● PAGE EXTRACT:
Bug 1666118

Summary: openshift-controller-manager metrics are not scraped
Product: OpenShift Container Platform Reporter: Clayton Coleman <ccoleman>
Component: MasterAssignee: Ben Parees <bparees>
Status: CLOSED ERRATA QA Contact: Xingxing Xia <xxia>
Severity: high Docs Contact:
Priority: unspecified    
Version: 4.1.0CC: aos-bugs, bparees, deads, jokerman, mmccomas, yinzhou
Target Milestone: ---   
Target Release: 4.1.0   
Hardware: Unspecified   
OS: Unspecified   
Whiteboard:
Fixed In Version: Doc Type: No Doc Update
Doc Text:
undefined
Story Points: ---
Clone Of: Environment:
Last Closed: 2019-06-04 10:41:55 UTC Type: Bug
Regression: --- Mount Type: ---
Documentation: --- CRM:
Verified Versions: Category: ---
oVirt Team: --- RHEL 7.3 requirements from Atomic Host:
Cloudforms Team: --- Target Upstream Version:
Embargoed:

Description Clayton Coleman 2019-01-15 00:22:28 UTC
There is no scrape target for openshift controller manager, so build metrics aren't updated.  This prevents "[Feature:Prometheus][Feature:Builds] Prometheus when installed on the cluster should start and expose a secured proxy and verify build metrics [Suite:openshift/conformance/parallel]" from passing (it's currently disabled).

● EXERCISE REQUIREMENTS:
1. List every entry in the CC field of the bug report.
2. Reproduce the bug report's wording from "Description Clayton Coleman" to "(it's currently disabled).".

● INFORMATION SHOWN:
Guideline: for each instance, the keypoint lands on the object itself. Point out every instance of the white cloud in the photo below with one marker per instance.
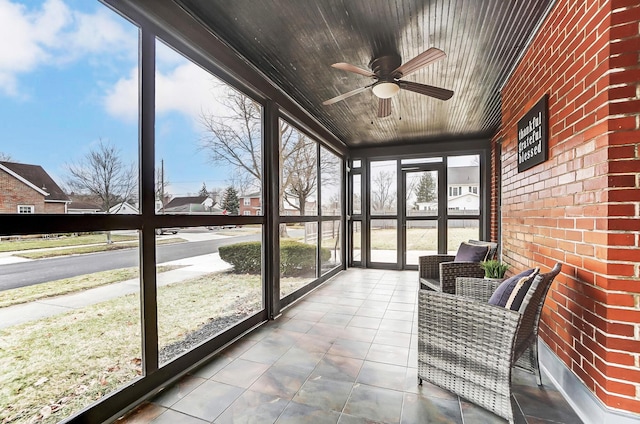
(186, 89)
(54, 35)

● RESPONSES PER TASK:
1. aos-bugs, bparees, deads, jokerman, mmccomas, yinzhou

2.
Description Clayton Coleman 2019-01-15 00:22:28 UTC
There is no scrape target for openshift controller manager, so build metrics aren't updated.  This prevents "[Feature:Prometheus][Feature:Builds] Prometheus when installed on the cluster should start and expose a secured proxy and verify build metrics [Suite:openshift/conformance/parallel]" from passing (it's currently disabled).